> **Given task**
Update the lines below by changing every "with space separation" to "separated by spaces" and leaving everything else as it is.

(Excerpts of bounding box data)
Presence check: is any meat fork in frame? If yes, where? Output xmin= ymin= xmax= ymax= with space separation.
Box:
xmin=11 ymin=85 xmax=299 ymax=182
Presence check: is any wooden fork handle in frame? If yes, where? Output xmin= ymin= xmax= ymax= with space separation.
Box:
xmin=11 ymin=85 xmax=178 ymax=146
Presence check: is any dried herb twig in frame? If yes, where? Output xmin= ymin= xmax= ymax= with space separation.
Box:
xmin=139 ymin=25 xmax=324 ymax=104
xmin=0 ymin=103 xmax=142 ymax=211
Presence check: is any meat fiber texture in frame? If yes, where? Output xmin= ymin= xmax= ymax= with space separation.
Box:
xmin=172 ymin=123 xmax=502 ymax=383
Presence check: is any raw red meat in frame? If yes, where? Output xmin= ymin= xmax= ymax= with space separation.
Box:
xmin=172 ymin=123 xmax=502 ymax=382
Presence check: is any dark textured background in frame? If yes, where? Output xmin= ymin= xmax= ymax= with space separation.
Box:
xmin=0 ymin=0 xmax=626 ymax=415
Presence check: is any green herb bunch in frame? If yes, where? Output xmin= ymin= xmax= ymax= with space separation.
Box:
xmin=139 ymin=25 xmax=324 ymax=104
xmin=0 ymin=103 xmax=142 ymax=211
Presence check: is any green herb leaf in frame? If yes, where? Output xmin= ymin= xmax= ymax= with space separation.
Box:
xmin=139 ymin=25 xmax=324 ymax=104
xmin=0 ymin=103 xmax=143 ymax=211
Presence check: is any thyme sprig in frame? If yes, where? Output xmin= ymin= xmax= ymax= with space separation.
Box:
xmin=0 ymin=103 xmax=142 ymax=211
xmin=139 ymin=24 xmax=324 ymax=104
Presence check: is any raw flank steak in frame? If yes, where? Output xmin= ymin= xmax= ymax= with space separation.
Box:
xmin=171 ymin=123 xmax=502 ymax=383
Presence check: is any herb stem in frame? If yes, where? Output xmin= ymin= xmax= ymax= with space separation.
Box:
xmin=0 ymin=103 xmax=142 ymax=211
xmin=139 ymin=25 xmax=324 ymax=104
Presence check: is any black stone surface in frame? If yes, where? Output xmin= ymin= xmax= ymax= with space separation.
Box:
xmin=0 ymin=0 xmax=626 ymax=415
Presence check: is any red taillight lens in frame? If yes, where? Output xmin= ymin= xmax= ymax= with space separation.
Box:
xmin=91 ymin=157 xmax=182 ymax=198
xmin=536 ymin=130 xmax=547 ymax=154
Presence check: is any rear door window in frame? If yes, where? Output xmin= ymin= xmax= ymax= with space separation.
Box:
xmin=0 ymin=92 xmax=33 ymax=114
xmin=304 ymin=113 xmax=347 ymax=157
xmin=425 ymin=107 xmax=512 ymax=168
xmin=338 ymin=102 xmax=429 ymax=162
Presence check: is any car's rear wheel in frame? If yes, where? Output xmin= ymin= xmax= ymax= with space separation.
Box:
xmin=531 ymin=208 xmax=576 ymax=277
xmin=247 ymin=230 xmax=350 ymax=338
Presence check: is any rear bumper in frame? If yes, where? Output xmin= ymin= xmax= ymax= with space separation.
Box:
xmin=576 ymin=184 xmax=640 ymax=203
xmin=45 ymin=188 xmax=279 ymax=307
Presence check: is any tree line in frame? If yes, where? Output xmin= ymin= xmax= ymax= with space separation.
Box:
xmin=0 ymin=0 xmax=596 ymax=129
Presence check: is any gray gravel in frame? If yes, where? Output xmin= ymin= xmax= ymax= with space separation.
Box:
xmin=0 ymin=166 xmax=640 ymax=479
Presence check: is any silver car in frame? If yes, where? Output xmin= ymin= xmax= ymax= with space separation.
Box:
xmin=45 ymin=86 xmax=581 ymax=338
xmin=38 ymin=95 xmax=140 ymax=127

> **Final result**
Presence check: is any meat fork in frame? If yes, where? Output xmin= ymin= xmax= ymax= separated by spaces.
Box:
xmin=11 ymin=85 xmax=299 ymax=182
Presence check: is any wooden fork handle in frame? If yes, where? Output xmin= ymin= xmax= ymax= separated by spaces.
Box:
xmin=11 ymin=85 xmax=178 ymax=146
Presence check: is any dried herb twig in frame? If yes, where? Output xmin= ymin= xmax= ymax= separated by spaces.
Box:
xmin=139 ymin=25 xmax=324 ymax=104
xmin=0 ymin=103 xmax=142 ymax=211
Presence check: is any meat fiber texture in frame? If yes, where? Output xmin= ymin= xmax= ymax= separated by spaces.
Box:
xmin=172 ymin=123 xmax=502 ymax=383
Presence check: is any raw red meat in frame? If yes, where? Output xmin= ymin= xmax= ymax= separated by spaces.
Box:
xmin=172 ymin=123 xmax=502 ymax=382
Presence check: is any dark textured background in frame? If yes, where? Output xmin= ymin= xmax= ymax= separated by spaces.
Box:
xmin=0 ymin=0 xmax=626 ymax=415
Presence check: is any green herb bunch in frame? If yes, where? Output xmin= ymin= xmax= ymax= separated by spaces.
Box:
xmin=139 ymin=25 xmax=324 ymax=104
xmin=0 ymin=103 xmax=142 ymax=211
Presence check: is any green herb leaf in frame? If yes, where? Output xmin= ymin= xmax= ymax= separated by spaces.
Box:
xmin=139 ymin=25 xmax=324 ymax=104
xmin=0 ymin=103 xmax=143 ymax=211
Presence check: is any thyme sprig in frame? If yes, where? Output xmin= ymin= xmax= ymax= separated by spaces.
Box:
xmin=0 ymin=103 xmax=142 ymax=211
xmin=139 ymin=24 xmax=324 ymax=104
Presence check: is any raw flank steak in frame? If yes, where? Output xmin= ymin= xmax= ymax= separated by spaces.
Box:
xmin=171 ymin=123 xmax=502 ymax=383
Presence check: is any herb stem in frame? If yes, where? Output xmin= ymin= xmax= ymax= separated by spaces.
Box:
xmin=0 ymin=103 xmax=142 ymax=211
xmin=139 ymin=25 xmax=324 ymax=104
Presence check: is any black stone surface in frame? If yes, where? Output xmin= ymin= xmax= ymax= separated by spaces.
Box:
xmin=0 ymin=0 xmax=626 ymax=415
Presence check: is any red taillight lens in frame? If yes, where? Output xmin= ymin= xmax= ymax= separated by spaces.
Box:
xmin=91 ymin=157 xmax=182 ymax=198
xmin=536 ymin=130 xmax=547 ymax=154
Presence check: is any rear door window in frame? If yes, where? Output xmin= ymin= xmax= ymax= separated by spaces.
Box:
xmin=0 ymin=92 xmax=33 ymax=114
xmin=304 ymin=113 xmax=347 ymax=157
xmin=425 ymin=107 xmax=512 ymax=168
xmin=338 ymin=102 xmax=429 ymax=162
Presence check: is any car's rear wheel in frame? If yes, where? Output xmin= ymin= xmax= ymax= separated by spaces.
Box:
xmin=531 ymin=208 xmax=576 ymax=277
xmin=247 ymin=230 xmax=350 ymax=338
Presence check: is any rear bumper in frame? If yes, where? Output xmin= ymin= xmax= ymax= separated by spaces.
Box:
xmin=576 ymin=184 xmax=640 ymax=203
xmin=45 ymin=188 xmax=279 ymax=307
Presence check: is any tree line in frame? If yes, where? Output xmin= ymin= xmax= ymax= separated by spaces.
Box:
xmin=0 ymin=0 xmax=596 ymax=129
Presence check: is any gray gravel in frame? If yes, where? Output xmin= ymin= xmax= ymax= separated by spaces.
Box:
xmin=0 ymin=166 xmax=640 ymax=479
Presence check: is any silver car in frame? If yes, where? Output xmin= ymin= xmax= ymax= separated by spaces.
Box:
xmin=45 ymin=86 xmax=581 ymax=338
xmin=38 ymin=95 xmax=140 ymax=127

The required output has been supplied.